The unusual phenomenon of seesaw nystagmus may occur in patients with tumors of the diencephalon and chiasmal regions (Video 12.1). This condition is characterized by synchronous alternating elevation and intorsion of one eye and depression and extorsion of the opposite eye. The cause of seesaw nystagmus is unknown, but it may be related to damage to the interstitial nucleus of Cajal or adjacent structures by the tumor.

Lesions causing a chiasmal syndrome may arise from or extend to the hypothalamus. Patients with this presentation may develop diabetes insipidus and hypothalamic hypopituitarism. Such patients may have excessive fluid intake that may not be obvious unless they are specifically asked how many glasses of water, etc. they drink a day. In addition, prepubertal children may suffer from both growth retardation and delayed sexual development, and young children and infants may have severe failure to thrive (Russell syndrome) and present with severe emaciation.

Although lesions affecting the optic tracts are infrequent, they are of great importance because they are located in the first region beyond the optic chiasm where lesions produce a homonymous visual field defect (Fig. 12.13). The causes are varied and include tumors, vascular processes, demyelinating disease, and trauma (Figs. 12.14 and 12.15).

As noted above, patients with optic tract lesions often have a specific finding that permits the determination of the location of the lesion on clinical grounds


alone. All patients with a complete or near-complete homonymous hemianopia caused by an isolated optic tract lesion (i.e., no evidence of an associated optic neuropathy) have an RAPD in the eye contralateral to the side of the lesion (i.e., the eye on the side of the hemianopia and that has a temporal field defect). This occurs because (1) the temporal visual field is considerably larger than the nasal field. Therefore, there are more crossing nasal fibers than noncrossing temporal fibers; (2) the pupillomotor fibers within the visual sensory pathway hemidecussate in the optic chiasm along with or as part of the visual axons; and (3) the pupillomotor fibers are present within the optic tract for most of its extent. Because the temporal visual field is 60% to 70% larger than the nasal field, there is a disparity with respect to light input from the two eyes to the mesencephalic pupillary center. A complete lesion of one optic tract thus preferentially reduces input from the contralateral eye, and the result is an RAPD unassociated with any evidence of an optic neuropathy or retinopathy.

=== Task requirements ===
[1] According to the passage on chiasmal and optic tract lesions, by how much is the temporal visual field larger than the nasal field?
[2] Reproduce word for word the portion of the passage on chiasmal and optic tract lesions that begins at the words "Lesions causing a" and stops after the words "with severe emaciation.".
[3] Proceed with the passage on chiasmal and optic tract lesions, writing onward from its final sentence.

=== Records shown ===
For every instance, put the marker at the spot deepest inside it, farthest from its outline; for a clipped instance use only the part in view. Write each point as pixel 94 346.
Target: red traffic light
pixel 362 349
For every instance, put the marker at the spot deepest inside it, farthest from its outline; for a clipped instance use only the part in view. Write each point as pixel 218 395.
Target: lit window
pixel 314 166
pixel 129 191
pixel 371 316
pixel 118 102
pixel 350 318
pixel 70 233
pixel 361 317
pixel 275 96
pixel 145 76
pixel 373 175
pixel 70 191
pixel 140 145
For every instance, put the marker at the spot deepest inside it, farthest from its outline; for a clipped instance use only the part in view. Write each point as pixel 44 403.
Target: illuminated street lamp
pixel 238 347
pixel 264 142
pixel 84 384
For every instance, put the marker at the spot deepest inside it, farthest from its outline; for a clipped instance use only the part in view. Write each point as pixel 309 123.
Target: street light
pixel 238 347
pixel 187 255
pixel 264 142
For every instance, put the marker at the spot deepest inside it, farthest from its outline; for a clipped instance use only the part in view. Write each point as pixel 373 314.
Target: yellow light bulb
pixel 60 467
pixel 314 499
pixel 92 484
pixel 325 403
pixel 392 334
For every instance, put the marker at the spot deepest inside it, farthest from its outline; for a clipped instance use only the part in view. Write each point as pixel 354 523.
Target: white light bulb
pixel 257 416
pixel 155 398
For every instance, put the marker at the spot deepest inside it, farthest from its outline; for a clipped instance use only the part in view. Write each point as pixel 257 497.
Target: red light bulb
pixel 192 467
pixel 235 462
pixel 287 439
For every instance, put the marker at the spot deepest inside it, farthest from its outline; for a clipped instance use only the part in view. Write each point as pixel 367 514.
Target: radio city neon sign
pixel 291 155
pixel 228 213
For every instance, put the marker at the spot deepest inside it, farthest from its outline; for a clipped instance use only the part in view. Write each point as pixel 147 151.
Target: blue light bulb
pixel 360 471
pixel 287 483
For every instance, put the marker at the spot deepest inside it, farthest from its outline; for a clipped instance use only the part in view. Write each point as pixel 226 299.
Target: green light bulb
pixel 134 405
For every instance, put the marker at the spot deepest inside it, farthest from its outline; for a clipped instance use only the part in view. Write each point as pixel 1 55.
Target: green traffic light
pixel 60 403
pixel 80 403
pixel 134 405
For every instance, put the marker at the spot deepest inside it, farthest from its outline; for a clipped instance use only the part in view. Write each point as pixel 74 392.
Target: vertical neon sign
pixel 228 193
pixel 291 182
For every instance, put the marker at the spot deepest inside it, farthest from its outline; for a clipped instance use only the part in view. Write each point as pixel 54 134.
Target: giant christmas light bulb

=== Task results ===
[1] The temporal visual field is 60% to 70% larger than the nasal field.

[2]
Lesions causing a chiasmal syndrome may arise from or extend to the hypothalamus. Patients with this presentation may develop diabetes insipidus and hypothalamic hypopituitarism. Such patients may have excessive fluid intake that may not be obvious unless they are specifically asked how many glasses of water, etc. they drink a day. In addition, prepubertal children may suffer from both growth retardation and delayed sexual development, and young children and infants may have severe failure to thrive (Russell syndrome) and present with severe emaciation.

[3]
Another pupillary phenomenon that sometimes can be elicited in patients with lesions of the optic tract that produce a complete or nearly complete homonymous hemianopia is pupillary hemiakinesia (aka hemianopic pupillary reaction or Wernicke pupil). Because the pupillary afferents are present in this section of the visual system, light that is projected onto the “blind” retinal elements (subserving the nasal visual field in the ipsilateral eye and the temporal visual field in the contralateral eye), results in either no pupillary reaction or a markedly reduced reaction. However, when light is projected onto the intact retinal elements (subserving the temporal visual field in the ipsilateral eye and the nasal visual field in the contralateral eye), a normal pupillary reaction is observed. This phenomenon is best observed with a bright, very focused beam of light, such as that from a slit lamp biomicroscope.

Optic tract lesions do not cause loss of visual acuity nor do they affect color vision unless they also damage the optic chiasm or the intracranial portions of one or both optic nerves. Thus, patients with lesions confined to an optic tract that produce a complete or near-complete homonymous hemianopia have normal visual acuity and color vision, and they have no sensation of reduced light brightness in the eye despite an RAPD. On the other hand, when lesions of the optic tract also damage the ipsilateral optic nerve or chiasm, reduced visual acuity, dyschromatopsia, and an RAPD are present on the side of the lesion.